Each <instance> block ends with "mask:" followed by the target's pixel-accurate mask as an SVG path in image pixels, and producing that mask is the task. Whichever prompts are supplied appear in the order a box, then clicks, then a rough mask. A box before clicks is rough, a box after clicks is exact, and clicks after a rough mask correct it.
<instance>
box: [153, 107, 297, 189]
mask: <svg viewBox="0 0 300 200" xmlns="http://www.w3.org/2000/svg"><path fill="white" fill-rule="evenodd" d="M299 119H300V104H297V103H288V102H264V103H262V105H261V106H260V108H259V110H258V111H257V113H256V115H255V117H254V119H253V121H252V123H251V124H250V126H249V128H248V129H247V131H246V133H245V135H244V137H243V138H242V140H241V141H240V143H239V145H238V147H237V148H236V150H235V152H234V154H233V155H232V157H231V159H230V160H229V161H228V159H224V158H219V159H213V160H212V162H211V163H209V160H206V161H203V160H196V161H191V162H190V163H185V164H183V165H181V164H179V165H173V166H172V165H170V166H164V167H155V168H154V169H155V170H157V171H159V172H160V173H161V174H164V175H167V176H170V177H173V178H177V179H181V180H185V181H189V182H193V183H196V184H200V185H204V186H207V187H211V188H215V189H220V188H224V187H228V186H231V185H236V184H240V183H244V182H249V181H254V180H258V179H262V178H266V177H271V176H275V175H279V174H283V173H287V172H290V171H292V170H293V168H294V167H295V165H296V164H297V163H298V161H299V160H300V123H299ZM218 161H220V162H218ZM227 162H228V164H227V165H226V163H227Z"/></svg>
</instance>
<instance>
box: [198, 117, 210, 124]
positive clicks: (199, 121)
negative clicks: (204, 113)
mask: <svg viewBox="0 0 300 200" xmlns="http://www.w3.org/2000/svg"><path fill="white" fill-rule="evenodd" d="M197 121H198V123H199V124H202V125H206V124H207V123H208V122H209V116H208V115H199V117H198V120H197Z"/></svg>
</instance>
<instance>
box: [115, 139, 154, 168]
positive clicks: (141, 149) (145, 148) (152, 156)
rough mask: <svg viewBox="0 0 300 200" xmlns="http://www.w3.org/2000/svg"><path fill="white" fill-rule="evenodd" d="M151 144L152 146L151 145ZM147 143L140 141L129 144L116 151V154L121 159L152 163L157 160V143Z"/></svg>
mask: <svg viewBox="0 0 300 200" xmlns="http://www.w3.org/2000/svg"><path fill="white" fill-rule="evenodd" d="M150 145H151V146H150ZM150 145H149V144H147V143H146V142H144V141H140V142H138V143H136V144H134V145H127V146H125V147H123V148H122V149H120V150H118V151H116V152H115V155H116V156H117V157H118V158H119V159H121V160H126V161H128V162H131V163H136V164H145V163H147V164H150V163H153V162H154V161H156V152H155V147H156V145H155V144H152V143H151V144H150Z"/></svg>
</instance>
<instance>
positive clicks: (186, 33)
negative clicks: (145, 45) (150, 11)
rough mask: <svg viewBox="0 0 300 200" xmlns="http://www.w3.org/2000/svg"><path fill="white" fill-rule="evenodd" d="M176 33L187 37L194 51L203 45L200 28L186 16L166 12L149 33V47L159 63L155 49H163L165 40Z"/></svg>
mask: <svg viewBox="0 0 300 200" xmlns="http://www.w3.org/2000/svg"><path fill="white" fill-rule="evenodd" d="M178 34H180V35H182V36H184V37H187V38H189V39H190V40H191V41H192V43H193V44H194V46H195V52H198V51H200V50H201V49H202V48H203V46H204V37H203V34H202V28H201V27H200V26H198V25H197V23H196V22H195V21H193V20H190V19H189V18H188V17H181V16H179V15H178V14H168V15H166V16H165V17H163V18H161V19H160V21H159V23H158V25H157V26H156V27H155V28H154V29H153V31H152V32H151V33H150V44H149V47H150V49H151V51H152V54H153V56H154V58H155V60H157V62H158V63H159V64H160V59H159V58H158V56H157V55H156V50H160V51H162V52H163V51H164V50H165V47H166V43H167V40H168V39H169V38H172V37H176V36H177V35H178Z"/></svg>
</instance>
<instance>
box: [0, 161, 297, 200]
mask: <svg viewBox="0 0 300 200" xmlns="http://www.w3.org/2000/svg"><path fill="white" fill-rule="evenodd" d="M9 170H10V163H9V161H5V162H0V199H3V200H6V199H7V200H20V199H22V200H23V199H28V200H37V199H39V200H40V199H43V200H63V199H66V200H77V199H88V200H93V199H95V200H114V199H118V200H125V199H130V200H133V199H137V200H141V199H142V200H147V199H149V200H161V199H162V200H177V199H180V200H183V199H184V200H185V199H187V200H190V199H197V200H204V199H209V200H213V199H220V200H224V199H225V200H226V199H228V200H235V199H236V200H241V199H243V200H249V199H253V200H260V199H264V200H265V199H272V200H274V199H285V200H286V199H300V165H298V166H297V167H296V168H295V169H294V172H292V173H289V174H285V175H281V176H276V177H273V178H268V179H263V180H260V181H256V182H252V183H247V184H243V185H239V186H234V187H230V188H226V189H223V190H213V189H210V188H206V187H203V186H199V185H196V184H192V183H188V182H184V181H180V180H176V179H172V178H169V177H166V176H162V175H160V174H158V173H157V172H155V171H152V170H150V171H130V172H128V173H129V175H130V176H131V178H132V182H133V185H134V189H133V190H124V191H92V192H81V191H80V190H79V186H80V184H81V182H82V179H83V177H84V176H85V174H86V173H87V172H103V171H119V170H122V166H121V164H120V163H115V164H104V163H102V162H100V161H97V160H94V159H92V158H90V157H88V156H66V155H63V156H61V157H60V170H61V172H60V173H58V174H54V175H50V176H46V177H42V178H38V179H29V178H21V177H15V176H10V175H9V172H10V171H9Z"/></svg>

§ **Directions for this task**:
Could you return all lines from the records that include the word "positive"?

§ **Response to this task**:
positive clicks: (199, 121)
positive clicks: (141, 149) (145, 148) (152, 156)
positive clicks: (186, 33)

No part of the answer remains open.